* [EXERCISE INPUT]:
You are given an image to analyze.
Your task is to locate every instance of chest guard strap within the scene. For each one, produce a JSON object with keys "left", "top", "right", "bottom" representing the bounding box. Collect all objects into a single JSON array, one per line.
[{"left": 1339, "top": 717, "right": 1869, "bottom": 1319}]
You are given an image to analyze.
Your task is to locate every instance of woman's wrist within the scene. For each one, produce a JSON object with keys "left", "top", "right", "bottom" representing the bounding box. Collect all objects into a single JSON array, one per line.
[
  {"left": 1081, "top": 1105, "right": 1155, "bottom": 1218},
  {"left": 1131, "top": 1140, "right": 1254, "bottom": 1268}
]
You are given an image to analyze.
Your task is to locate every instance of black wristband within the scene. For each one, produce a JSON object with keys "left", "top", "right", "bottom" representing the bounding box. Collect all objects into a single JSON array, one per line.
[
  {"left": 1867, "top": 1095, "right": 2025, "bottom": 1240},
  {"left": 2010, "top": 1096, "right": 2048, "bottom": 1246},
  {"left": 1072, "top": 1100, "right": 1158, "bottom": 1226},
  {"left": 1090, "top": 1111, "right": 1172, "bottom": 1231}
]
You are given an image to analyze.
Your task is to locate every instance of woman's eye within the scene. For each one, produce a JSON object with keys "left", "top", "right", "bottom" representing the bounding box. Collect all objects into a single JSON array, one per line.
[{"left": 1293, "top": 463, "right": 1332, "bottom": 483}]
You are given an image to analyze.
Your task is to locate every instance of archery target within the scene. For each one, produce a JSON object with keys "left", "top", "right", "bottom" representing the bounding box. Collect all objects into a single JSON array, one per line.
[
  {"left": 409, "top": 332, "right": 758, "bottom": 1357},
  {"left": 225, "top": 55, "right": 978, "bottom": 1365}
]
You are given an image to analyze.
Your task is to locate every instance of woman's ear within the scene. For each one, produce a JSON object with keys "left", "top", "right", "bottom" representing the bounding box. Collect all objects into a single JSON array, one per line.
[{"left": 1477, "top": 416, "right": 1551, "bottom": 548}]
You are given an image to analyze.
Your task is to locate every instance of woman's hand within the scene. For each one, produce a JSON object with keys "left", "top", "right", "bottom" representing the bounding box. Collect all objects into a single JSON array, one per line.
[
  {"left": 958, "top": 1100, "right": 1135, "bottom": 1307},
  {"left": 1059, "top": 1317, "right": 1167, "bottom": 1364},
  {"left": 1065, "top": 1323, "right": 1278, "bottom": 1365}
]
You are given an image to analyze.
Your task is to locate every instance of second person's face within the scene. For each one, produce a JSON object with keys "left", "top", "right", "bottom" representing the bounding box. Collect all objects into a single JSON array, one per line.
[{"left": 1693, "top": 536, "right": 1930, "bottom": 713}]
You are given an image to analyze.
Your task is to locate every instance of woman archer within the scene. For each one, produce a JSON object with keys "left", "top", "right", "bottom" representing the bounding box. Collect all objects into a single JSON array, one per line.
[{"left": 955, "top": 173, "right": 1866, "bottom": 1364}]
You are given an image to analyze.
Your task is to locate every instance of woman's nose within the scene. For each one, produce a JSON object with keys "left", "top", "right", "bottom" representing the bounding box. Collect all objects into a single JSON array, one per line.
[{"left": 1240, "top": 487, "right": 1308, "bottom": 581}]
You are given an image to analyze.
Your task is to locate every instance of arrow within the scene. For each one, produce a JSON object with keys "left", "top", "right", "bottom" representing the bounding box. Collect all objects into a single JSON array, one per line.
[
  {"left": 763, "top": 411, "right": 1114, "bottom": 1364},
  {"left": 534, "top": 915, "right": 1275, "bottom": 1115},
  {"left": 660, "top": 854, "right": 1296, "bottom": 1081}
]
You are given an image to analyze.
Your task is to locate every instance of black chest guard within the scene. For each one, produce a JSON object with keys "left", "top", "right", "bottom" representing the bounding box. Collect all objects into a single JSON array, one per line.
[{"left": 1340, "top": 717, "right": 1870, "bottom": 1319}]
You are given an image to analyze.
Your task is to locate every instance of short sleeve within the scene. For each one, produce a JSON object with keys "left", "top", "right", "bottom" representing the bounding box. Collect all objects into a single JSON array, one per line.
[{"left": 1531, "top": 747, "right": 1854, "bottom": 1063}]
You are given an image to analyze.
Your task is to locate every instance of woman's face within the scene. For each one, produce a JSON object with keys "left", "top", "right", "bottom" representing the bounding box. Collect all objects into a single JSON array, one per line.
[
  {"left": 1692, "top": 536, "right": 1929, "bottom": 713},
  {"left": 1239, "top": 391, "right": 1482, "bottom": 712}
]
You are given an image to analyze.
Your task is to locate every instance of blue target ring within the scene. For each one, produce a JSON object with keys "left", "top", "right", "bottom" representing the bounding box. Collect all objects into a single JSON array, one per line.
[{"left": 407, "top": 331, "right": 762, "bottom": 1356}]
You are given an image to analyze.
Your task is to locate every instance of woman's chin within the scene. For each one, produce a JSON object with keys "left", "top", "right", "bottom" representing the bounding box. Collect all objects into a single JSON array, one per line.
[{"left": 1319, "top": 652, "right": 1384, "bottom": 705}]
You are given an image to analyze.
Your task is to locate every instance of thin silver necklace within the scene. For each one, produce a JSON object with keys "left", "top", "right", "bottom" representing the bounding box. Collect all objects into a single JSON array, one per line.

* [WORK TASK]:
Restate the full material word for word.

* [YOUR RESPONSE]:
You are given an image to analyze.
Your task is to locate every instance of chest guard strap within the scene. For each one, produce a JSON object with keys "left", "top", "right", "bottom" representing the bounding box. Collect all objects into a single JSON array, one per line.
[{"left": 1339, "top": 717, "right": 1869, "bottom": 1319}]
You are given an image to analyze.
Your task is to locate every instance of woman's wrist within the scene. For each one, produce a JSON object with keys "left", "top", "right", "bottom" representing the bounding box. Collect all objects into a single JSON array, one per line.
[
  {"left": 1081, "top": 1105, "right": 1155, "bottom": 1218},
  {"left": 1131, "top": 1140, "right": 1254, "bottom": 1268}
]
You are given an image to analyze.
Your task is to locate every instance of black wristband within the scene. For each one, produce a JSON object with keys "left", "top", "right", "bottom" representing the bounding box. Collect all objects into a single JSON array, one per line.
[
  {"left": 1867, "top": 1095, "right": 2025, "bottom": 1240},
  {"left": 2010, "top": 1096, "right": 2048, "bottom": 1246},
  {"left": 1072, "top": 1100, "right": 1158, "bottom": 1226},
  {"left": 1090, "top": 1111, "right": 1172, "bottom": 1231}
]
You are given an image to analyze.
Your task is to locate every instance of woman's eye within the scene. For each one, produce a JSON object with keys "left", "top", "right", "bottom" representing the bounding box. Collect all objects into a single JSON array, one per line.
[{"left": 1293, "top": 463, "right": 1332, "bottom": 483}]
You are given an image to analyze.
Your task is to locate every instance of archery target within the scene. For each one, produce a JSON object with keys "left", "top", "right", "bottom" representing the bounding box. Collect all objects into a single JSON array, one per line.
[
  {"left": 409, "top": 332, "right": 758, "bottom": 1357},
  {"left": 225, "top": 55, "right": 978, "bottom": 1365}
]
You are given an image to analyze.
Your task is to locate every instance of woman's ear within the scene. For each one, produce a JSON object with keys "left", "top", "right", "bottom" representing the bounding box. Collect all objects into a single JSON array, one per line.
[{"left": 1477, "top": 416, "right": 1551, "bottom": 548}]
You are given an image to analyze.
Your task is to locate every instance of woman's hand within the scene. For each one, produce a JSON object with keys "left", "top", "right", "bottom" representing the bounding box. Collect all objects into a single JSON array, one per line.
[
  {"left": 958, "top": 1100, "right": 1135, "bottom": 1307},
  {"left": 1059, "top": 1317, "right": 1167, "bottom": 1364},
  {"left": 1065, "top": 1323, "right": 1278, "bottom": 1365}
]
You are given an image to analyze.
Your task is to locate every instance of second person's face within the scene. For each one, produce a JSON object with keys "left", "top", "right", "bottom" representing the bounding box. Collect all objects into a single JSON array, one per line.
[{"left": 1693, "top": 536, "right": 1930, "bottom": 713}]
You are given an image to analyze.
Your task is to locate every instance of woman archer within the scene. For each one, produce a JSON object with keys "left", "top", "right", "bottom" representing the bounding box. Collect all objects into a single JSON array, one per line.
[{"left": 955, "top": 173, "right": 1866, "bottom": 1364}]
You are given an image to analyze.
Your task is to locate every instance of woman's nose within the scene. For each one, produce a JSON object with keys "left", "top", "right", "bottom" representing the bounding box. Collect all objects into a single JSON array, one per line.
[{"left": 1240, "top": 487, "right": 1308, "bottom": 581}]
You are given an image to analyze.
Your task is to locate every instance of arrow within the scene. For each one, produce a JSON object with keys "left", "top", "right", "bottom" representing the bounding box. Collect all objects into a single JSON array, one per line.
[
  {"left": 763, "top": 411, "right": 1114, "bottom": 1364},
  {"left": 534, "top": 915, "right": 1275, "bottom": 1115},
  {"left": 660, "top": 854, "right": 1296, "bottom": 1081}
]
You are given an image to analyze.
Your task is to locate every instance of black chest guard within the scene. For each one, produce a JSON object with keys "left", "top", "right", "bottom" representing the bounding box. Collect all objects into a single JSON array, one per line.
[{"left": 1340, "top": 717, "right": 1870, "bottom": 1319}]
You are given an image to analyze.
Your task is to locate every instance of short sleeve within the scene. For each one, produce a JSON object with keys "left", "top", "right", "bottom" representing the bounding box. Collect all objects into a single JSON array, one per line.
[{"left": 1531, "top": 747, "right": 1854, "bottom": 1063}]
You are given an image to analyze.
Your task is to locate every instance of woman's face within the scene. For each one, produce a JSON object with keys "left", "top", "right", "bottom" representing the bounding box. Collect all objects into a single JSON array, one per line.
[
  {"left": 1692, "top": 536, "right": 1929, "bottom": 713},
  {"left": 1239, "top": 391, "right": 1482, "bottom": 712}
]
You are given an image to analyze.
Your task is to locate every instance of blue target ring within the scene. For each one, produce a JSON object with keys "left", "top", "right", "bottom" representing the bounding box. Collect all objects into a single JSON array, one per line.
[{"left": 407, "top": 331, "right": 762, "bottom": 1356}]
You are given an image to analyze.
Your task is to locate every instance of woman's chin within the scene. For each one, produce a JSON object with keys "left", "top", "right", "bottom" representing the bounding box. Collect all objects into a single JSON array, one per line.
[{"left": 1319, "top": 652, "right": 1384, "bottom": 705}]
You are given an image to analyze.
Your task is to locate every instance of thin silver necklace within the scene. For each one, produce a JSON object with keys "left", "top", "right", "bottom" representing the bounding box. Collect all objects into a single JSON array, one per line.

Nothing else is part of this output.